Render the rows below as a JSON list of strings, one string per row, covering everything from the row that contains "Locate every instance of the window" down to the row that contains "(1230, 170)", both included. Omit any blank lines.
▬▬▬▬▬▬
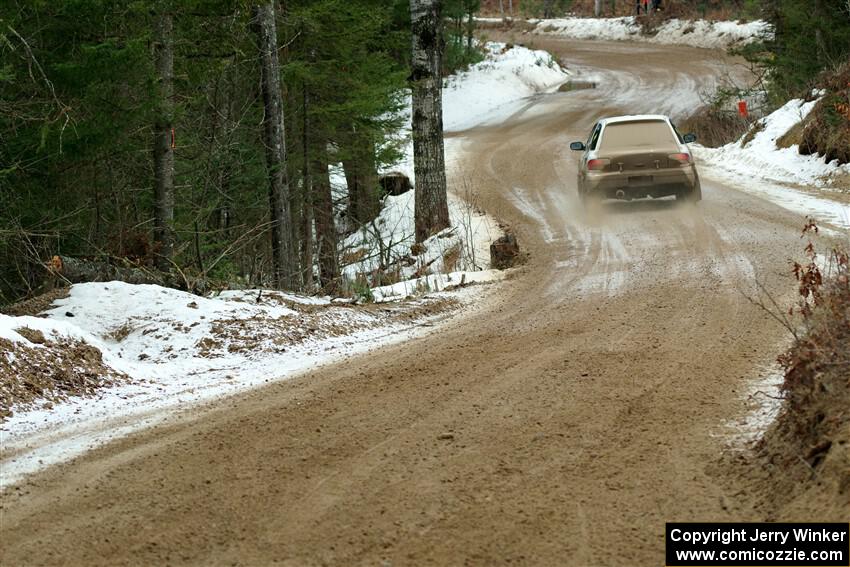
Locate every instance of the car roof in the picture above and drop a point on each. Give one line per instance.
(634, 118)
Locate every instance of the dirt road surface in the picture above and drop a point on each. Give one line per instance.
(562, 423)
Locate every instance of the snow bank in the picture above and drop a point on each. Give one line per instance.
(784, 176)
(694, 33)
(487, 92)
(490, 90)
(465, 246)
(177, 350)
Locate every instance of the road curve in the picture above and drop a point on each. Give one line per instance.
(560, 424)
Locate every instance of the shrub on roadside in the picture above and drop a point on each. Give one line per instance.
(808, 448)
(715, 127)
(828, 130)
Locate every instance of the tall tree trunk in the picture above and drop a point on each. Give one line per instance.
(361, 176)
(307, 201)
(326, 237)
(275, 143)
(470, 28)
(431, 209)
(163, 152)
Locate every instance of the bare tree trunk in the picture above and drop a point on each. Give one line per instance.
(275, 142)
(431, 210)
(307, 201)
(163, 154)
(326, 238)
(470, 28)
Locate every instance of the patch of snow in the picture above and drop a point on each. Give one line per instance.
(181, 350)
(495, 88)
(782, 172)
(433, 283)
(763, 402)
(694, 33)
(177, 371)
(488, 91)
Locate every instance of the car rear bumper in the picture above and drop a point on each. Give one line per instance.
(632, 185)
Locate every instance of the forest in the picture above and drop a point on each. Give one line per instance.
(134, 135)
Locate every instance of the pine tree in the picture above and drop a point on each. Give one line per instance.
(163, 152)
(275, 143)
(431, 208)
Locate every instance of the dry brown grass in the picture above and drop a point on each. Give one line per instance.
(451, 257)
(808, 448)
(828, 130)
(715, 127)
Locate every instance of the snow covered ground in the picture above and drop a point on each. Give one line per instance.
(489, 91)
(495, 88)
(799, 183)
(170, 351)
(694, 33)
(176, 350)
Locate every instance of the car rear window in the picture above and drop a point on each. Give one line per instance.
(642, 133)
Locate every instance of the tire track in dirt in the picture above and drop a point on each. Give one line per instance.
(561, 423)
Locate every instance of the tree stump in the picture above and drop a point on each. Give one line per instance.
(504, 252)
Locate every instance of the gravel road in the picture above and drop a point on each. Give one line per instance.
(560, 423)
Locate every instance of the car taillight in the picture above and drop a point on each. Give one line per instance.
(683, 159)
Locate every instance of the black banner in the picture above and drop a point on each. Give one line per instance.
(758, 544)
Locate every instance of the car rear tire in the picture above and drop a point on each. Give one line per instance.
(691, 196)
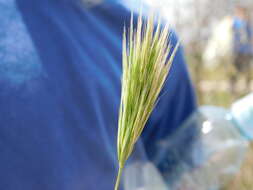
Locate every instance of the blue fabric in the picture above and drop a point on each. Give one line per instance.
(243, 36)
(60, 69)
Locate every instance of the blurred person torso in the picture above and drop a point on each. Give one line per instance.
(243, 36)
(60, 69)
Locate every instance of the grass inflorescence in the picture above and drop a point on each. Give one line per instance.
(147, 57)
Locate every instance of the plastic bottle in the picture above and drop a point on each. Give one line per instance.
(209, 148)
(204, 154)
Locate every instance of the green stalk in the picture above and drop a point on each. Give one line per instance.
(146, 64)
(119, 177)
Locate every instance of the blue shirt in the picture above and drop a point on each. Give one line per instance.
(60, 70)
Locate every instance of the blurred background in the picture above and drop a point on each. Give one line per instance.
(220, 71)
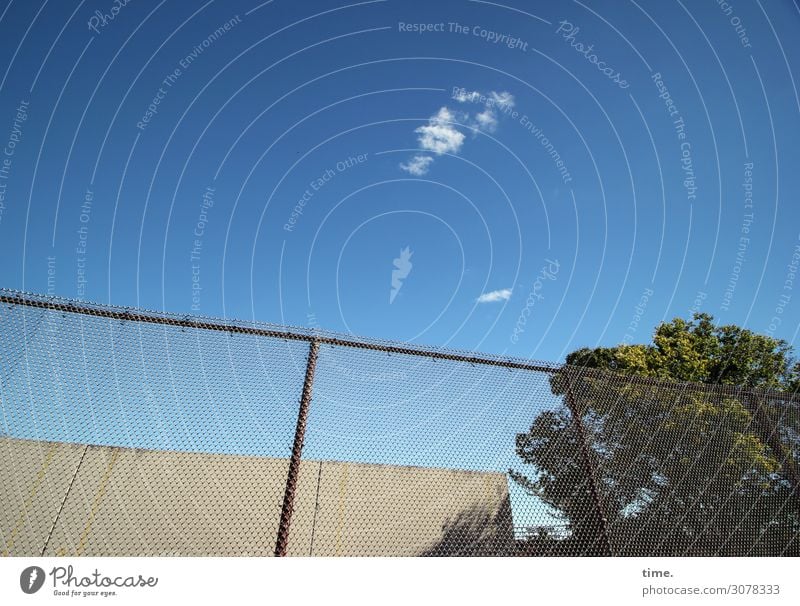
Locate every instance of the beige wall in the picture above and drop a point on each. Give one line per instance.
(127, 502)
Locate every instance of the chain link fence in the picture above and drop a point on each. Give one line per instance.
(132, 433)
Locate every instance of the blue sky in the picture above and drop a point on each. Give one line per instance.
(518, 178)
(288, 91)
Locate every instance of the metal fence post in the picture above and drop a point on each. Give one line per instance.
(768, 429)
(297, 449)
(595, 492)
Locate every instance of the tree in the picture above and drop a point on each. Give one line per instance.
(681, 469)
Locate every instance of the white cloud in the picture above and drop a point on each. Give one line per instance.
(502, 100)
(503, 294)
(462, 96)
(439, 136)
(418, 165)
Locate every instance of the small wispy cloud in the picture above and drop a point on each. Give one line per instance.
(439, 135)
(496, 295)
(502, 100)
(417, 166)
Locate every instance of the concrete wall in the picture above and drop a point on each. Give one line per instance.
(68, 499)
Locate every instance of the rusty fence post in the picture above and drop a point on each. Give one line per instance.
(297, 448)
(593, 488)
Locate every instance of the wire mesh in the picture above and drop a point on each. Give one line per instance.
(139, 433)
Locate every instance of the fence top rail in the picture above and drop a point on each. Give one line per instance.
(320, 336)
(263, 329)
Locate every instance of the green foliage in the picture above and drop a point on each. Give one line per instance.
(681, 469)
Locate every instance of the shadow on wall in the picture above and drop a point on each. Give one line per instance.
(477, 532)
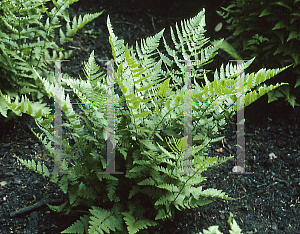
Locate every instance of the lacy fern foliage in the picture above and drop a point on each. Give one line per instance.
(155, 182)
(26, 41)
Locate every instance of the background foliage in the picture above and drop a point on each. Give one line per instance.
(268, 30)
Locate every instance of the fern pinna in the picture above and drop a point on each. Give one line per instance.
(154, 184)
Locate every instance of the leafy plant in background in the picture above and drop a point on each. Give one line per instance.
(152, 187)
(268, 30)
(26, 42)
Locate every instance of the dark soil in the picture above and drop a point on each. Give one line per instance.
(272, 193)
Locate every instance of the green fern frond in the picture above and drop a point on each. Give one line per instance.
(35, 167)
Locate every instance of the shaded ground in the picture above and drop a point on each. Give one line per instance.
(272, 193)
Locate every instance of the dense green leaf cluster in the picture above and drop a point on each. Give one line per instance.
(155, 181)
(268, 30)
(26, 43)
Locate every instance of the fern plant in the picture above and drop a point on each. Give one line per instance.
(268, 30)
(155, 183)
(26, 43)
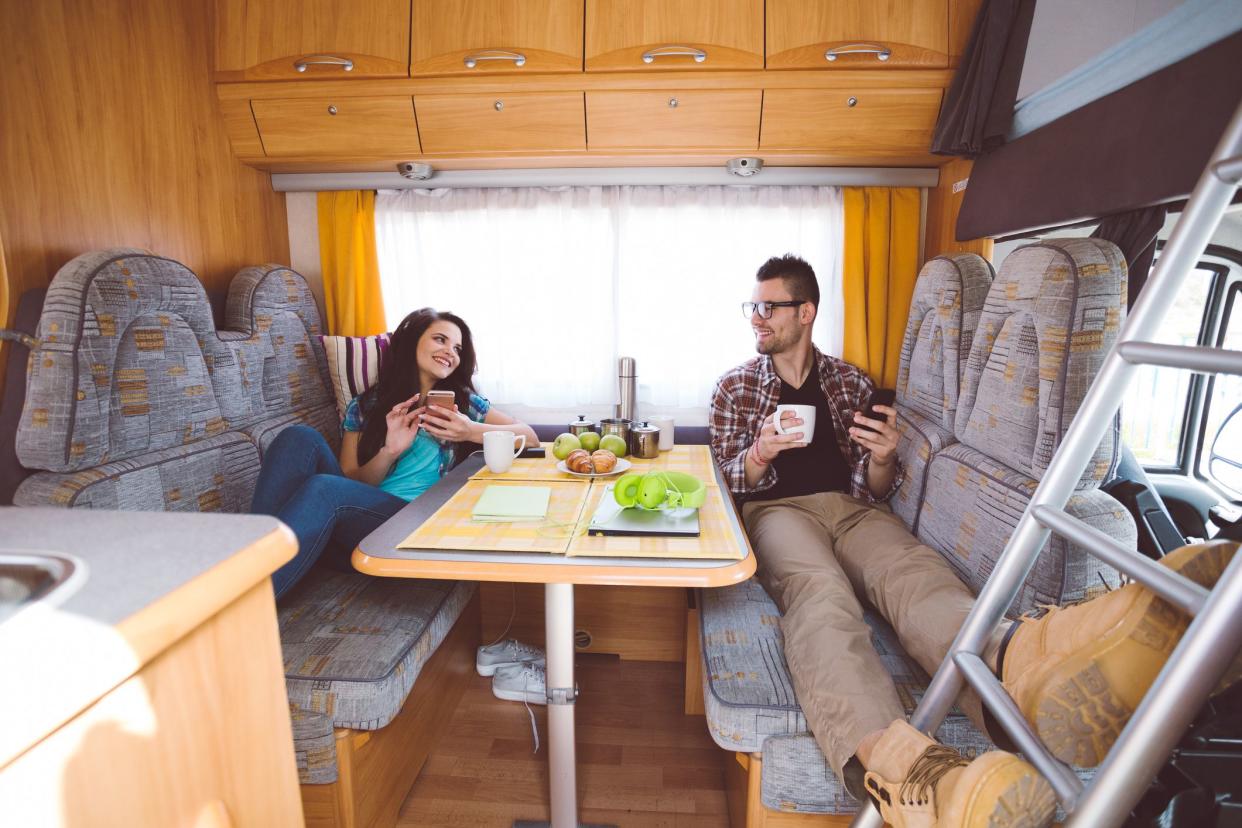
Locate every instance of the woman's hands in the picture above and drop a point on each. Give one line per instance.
(448, 425)
(403, 426)
(882, 442)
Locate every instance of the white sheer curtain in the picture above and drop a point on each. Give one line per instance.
(558, 283)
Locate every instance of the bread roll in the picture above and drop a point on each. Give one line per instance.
(604, 459)
(579, 461)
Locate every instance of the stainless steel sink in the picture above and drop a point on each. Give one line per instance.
(27, 577)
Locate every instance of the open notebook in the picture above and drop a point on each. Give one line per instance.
(511, 503)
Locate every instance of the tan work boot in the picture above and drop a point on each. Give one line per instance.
(1078, 673)
(920, 783)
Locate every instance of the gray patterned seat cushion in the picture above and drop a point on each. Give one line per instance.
(1051, 315)
(973, 507)
(944, 310)
(353, 644)
(748, 693)
(213, 474)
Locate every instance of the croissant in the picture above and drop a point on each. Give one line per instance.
(579, 461)
(604, 459)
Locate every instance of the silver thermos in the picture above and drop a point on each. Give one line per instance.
(626, 389)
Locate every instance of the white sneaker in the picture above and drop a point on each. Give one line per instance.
(506, 652)
(521, 683)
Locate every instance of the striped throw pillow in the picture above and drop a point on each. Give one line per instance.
(353, 364)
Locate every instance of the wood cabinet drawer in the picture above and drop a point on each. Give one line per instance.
(858, 32)
(850, 122)
(347, 127)
(503, 122)
(266, 40)
(729, 34)
(496, 36)
(696, 118)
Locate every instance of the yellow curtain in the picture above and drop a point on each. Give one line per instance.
(881, 266)
(350, 266)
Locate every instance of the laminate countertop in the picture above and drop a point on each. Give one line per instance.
(143, 581)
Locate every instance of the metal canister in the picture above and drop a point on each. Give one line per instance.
(645, 441)
(580, 426)
(616, 426)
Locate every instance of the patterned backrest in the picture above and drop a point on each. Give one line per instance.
(129, 360)
(1050, 319)
(945, 307)
(131, 380)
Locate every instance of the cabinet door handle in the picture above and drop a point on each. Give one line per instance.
(881, 52)
(330, 60)
(494, 55)
(673, 51)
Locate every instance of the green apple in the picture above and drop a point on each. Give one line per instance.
(652, 490)
(564, 445)
(614, 443)
(625, 492)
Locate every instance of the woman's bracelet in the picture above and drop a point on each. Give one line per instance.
(756, 456)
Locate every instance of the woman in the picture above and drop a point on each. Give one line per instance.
(394, 448)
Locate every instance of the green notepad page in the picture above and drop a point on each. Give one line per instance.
(503, 503)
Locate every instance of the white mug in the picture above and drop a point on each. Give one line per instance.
(666, 431)
(498, 450)
(806, 414)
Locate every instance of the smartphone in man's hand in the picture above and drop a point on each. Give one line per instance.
(441, 399)
(878, 397)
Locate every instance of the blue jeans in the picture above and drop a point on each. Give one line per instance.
(301, 483)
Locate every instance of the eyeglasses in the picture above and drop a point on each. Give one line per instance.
(765, 308)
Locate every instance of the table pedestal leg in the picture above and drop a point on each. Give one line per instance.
(559, 612)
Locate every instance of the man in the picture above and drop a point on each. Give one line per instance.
(815, 515)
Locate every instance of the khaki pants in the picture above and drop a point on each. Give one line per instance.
(816, 555)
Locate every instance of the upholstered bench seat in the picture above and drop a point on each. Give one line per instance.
(749, 703)
(353, 648)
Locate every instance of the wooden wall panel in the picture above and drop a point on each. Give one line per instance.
(111, 134)
(943, 209)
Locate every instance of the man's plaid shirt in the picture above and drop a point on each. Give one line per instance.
(748, 394)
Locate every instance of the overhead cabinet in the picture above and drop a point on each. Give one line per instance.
(857, 34)
(684, 119)
(496, 36)
(653, 35)
(501, 123)
(286, 40)
(338, 127)
(850, 122)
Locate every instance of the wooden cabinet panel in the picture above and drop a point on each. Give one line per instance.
(863, 122)
(915, 32)
(349, 127)
(262, 40)
(503, 122)
(619, 32)
(446, 34)
(683, 119)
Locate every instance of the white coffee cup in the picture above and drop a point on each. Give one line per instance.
(806, 414)
(666, 431)
(498, 451)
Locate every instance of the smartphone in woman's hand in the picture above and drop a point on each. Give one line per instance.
(878, 397)
(441, 399)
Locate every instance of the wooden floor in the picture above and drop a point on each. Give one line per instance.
(640, 761)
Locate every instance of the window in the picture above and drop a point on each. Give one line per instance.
(1223, 396)
(1154, 412)
(558, 283)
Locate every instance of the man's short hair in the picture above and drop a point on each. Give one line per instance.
(799, 277)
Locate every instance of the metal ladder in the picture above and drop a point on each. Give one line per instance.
(1215, 633)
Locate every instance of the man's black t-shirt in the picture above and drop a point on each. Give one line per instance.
(819, 467)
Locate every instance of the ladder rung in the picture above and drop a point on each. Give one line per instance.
(1205, 360)
(1169, 585)
(1060, 776)
(1230, 170)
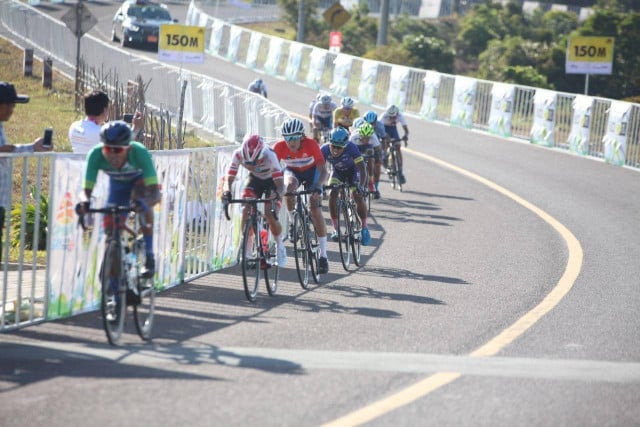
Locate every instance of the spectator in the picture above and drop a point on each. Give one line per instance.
(85, 134)
(8, 100)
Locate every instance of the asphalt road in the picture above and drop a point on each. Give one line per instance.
(501, 288)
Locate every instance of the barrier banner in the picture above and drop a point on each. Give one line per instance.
(398, 86)
(316, 68)
(254, 47)
(430, 97)
(464, 94)
(273, 58)
(341, 70)
(367, 87)
(501, 109)
(544, 106)
(293, 63)
(580, 125)
(615, 140)
(216, 37)
(234, 41)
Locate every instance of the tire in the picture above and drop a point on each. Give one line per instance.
(113, 304)
(250, 260)
(344, 233)
(143, 311)
(300, 250)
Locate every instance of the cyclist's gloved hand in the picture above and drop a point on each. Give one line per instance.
(82, 208)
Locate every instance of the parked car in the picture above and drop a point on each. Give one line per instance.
(137, 22)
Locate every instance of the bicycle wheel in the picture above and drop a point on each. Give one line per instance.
(145, 299)
(272, 267)
(356, 230)
(344, 233)
(113, 304)
(250, 260)
(300, 250)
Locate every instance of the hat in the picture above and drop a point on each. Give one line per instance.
(8, 95)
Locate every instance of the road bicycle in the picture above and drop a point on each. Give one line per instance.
(120, 275)
(305, 240)
(257, 255)
(349, 225)
(394, 165)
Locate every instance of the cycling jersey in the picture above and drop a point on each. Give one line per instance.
(266, 167)
(138, 165)
(344, 117)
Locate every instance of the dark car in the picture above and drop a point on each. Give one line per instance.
(137, 22)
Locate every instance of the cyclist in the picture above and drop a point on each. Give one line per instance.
(346, 114)
(323, 116)
(258, 86)
(348, 167)
(371, 117)
(304, 164)
(265, 177)
(367, 142)
(132, 176)
(389, 119)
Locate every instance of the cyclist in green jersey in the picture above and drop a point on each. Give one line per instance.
(132, 176)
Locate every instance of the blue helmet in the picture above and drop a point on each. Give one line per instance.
(339, 137)
(370, 117)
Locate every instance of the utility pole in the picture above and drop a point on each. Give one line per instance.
(384, 23)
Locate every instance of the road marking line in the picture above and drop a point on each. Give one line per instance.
(506, 337)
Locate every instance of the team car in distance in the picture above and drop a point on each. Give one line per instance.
(137, 22)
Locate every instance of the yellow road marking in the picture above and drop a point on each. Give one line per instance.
(506, 337)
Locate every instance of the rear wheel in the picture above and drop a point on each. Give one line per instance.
(143, 310)
(113, 305)
(250, 260)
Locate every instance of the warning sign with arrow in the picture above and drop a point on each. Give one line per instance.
(336, 15)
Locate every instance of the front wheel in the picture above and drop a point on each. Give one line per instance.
(144, 307)
(113, 304)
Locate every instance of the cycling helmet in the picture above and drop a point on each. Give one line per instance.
(292, 127)
(347, 102)
(365, 130)
(339, 136)
(252, 148)
(392, 110)
(370, 116)
(358, 122)
(117, 132)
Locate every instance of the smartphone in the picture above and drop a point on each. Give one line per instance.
(48, 138)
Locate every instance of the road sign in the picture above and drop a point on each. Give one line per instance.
(336, 15)
(182, 43)
(589, 55)
(82, 14)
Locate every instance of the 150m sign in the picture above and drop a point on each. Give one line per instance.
(182, 43)
(589, 55)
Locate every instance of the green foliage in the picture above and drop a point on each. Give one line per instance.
(30, 222)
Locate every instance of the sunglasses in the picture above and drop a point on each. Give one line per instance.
(113, 150)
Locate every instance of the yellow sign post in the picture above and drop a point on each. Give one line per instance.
(182, 43)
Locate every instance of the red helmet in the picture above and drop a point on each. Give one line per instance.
(252, 148)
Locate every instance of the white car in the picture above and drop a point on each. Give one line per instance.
(137, 22)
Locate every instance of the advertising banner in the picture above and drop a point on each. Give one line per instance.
(398, 86)
(464, 95)
(430, 97)
(341, 70)
(615, 140)
(544, 106)
(316, 68)
(501, 109)
(580, 125)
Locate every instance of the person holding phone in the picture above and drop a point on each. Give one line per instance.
(8, 100)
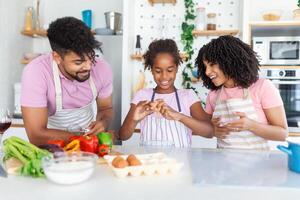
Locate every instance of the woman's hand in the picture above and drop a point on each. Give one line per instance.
(142, 110)
(96, 127)
(219, 130)
(242, 124)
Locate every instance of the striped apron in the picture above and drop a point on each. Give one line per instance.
(71, 119)
(155, 127)
(242, 139)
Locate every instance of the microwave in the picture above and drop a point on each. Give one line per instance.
(277, 50)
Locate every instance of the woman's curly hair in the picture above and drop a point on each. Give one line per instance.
(236, 60)
(161, 46)
(69, 34)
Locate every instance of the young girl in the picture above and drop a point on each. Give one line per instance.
(164, 112)
(246, 110)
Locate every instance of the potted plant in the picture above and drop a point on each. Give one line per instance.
(296, 13)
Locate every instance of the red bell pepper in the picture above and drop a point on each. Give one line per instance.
(88, 143)
(103, 150)
(59, 143)
(74, 137)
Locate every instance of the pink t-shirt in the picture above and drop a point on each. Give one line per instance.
(263, 93)
(38, 85)
(186, 98)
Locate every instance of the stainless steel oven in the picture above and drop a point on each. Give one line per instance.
(288, 83)
(278, 50)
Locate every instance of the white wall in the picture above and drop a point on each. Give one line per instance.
(53, 9)
(12, 46)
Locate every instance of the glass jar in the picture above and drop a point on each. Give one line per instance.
(211, 21)
(28, 26)
(200, 20)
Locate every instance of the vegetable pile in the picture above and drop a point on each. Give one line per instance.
(100, 144)
(27, 153)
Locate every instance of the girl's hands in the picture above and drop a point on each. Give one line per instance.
(170, 114)
(160, 107)
(220, 130)
(142, 110)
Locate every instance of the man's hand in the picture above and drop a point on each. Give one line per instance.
(96, 127)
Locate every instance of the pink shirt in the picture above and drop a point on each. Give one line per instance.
(186, 98)
(263, 93)
(38, 85)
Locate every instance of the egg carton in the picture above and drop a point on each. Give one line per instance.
(152, 164)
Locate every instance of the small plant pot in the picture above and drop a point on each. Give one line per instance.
(296, 14)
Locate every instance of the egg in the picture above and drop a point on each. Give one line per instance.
▬▬▬▬▬▬
**Answer to this exercise**
[
  "Locate every instance of the window in the picture above and drop a point on each. Give one line per instance.",
  "(1223, 396)",
  "(1154, 412)",
  "(558, 283)",
  "Locate every instance of the man's short hair in the picture above and drop a point on each. Give one line per instance.",
  "(799, 277)",
  "Locate every instance of the metal ladder in the picture above and drop a point on each. Give one line per instance.",
  "(1215, 633)",
  "Locate every instance of the man's black t-shirt in the picture above and drop a point on each. Give one line per instance.",
  "(819, 467)",
  "Locate every instance of the ladder rung in the picture above and drop a point on each. Give one line per instance.",
  "(1205, 360)",
  "(1169, 585)",
  "(1060, 776)",
  "(1230, 170)"
]